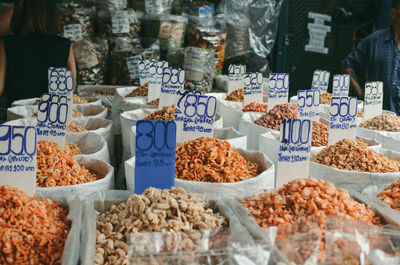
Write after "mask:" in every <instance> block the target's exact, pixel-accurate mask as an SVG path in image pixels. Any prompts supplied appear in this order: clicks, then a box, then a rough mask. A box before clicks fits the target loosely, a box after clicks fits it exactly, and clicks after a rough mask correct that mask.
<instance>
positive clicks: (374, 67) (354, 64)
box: [341, 0, 400, 115]
mask: <svg viewBox="0 0 400 265" xmlns="http://www.w3.org/2000/svg"><path fill="white" fill-rule="evenodd" d="M390 17H391V18H392V21H393V22H392V24H391V26H390V27H388V28H385V29H382V30H378V31H375V32H374V33H372V34H371V35H369V36H368V37H366V38H365V39H363V40H362V41H361V42H360V43H359V44H358V45H357V48H356V49H355V50H354V51H352V52H351V53H350V54H349V55H348V56H347V57H346V58H345V59H344V60H343V61H342V66H341V68H342V72H343V73H345V74H349V75H350V77H351V81H350V86H351V88H352V89H353V90H354V92H355V93H356V95H357V96H358V97H359V98H360V99H363V98H364V89H363V88H361V86H360V84H359V82H358V78H357V74H356V73H359V74H365V77H366V80H367V81H383V89H384V92H383V93H384V96H383V108H384V109H386V110H391V111H394V112H396V113H397V115H399V114H400V0H393V1H392V5H391V9H390Z"/></svg>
● ● ● ● ● ● ●
--- EXERCISE AIM ---
The copy you return must match the records above exactly, minus any images.

--- TASK RESPONSE ---
Write after "mask:" in every <instance> block the target's exact, pixel-accurate mask as an SVG path in image pixels. Any prompts supplied appear in this order: clicks, then a box, then a rough mask. A box before clicks fits the target loosely, a box after clicks fits it exactly, and clicks after a rough mask correct that mask.
<instance>
positive clicks: (374, 67) (354, 64)
box: [341, 0, 400, 115]
mask: <svg viewBox="0 0 400 265" xmlns="http://www.w3.org/2000/svg"><path fill="white" fill-rule="evenodd" d="M390 17H391V18H392V21H393V22H392V24H391V26H390V27H388V28H385V29H382V30H378V31H375V32H374V33H372V34H371V35H369V36H368V37H366V38H365V39H363V40H362V41H361V42H360V43H359V44H358V45H357V48H356V49H355V50H354V51H352V52H351V53H350V54H349V55H348V56H347V57H346V58H345V59H344V60H343V61H342V66H341V68H342V72H343V73H345V74H349V75H350V77H351V81H350V86H351V88H352V89H353V90H354V92H355V93H356V95H357V96H358V97H359V98H360V99H363V98H364V89H363V88H361V86H360V84H359V82H358V78H357V74H356V73H359V74H365V77H366V80H367V81H383V89H384V92H383V93H384V96H383V108H384V109H386V110H391V111H394V112H396V113H397V115H399V114H400V0H393V1H392V5H391V9H390Z"/></svg>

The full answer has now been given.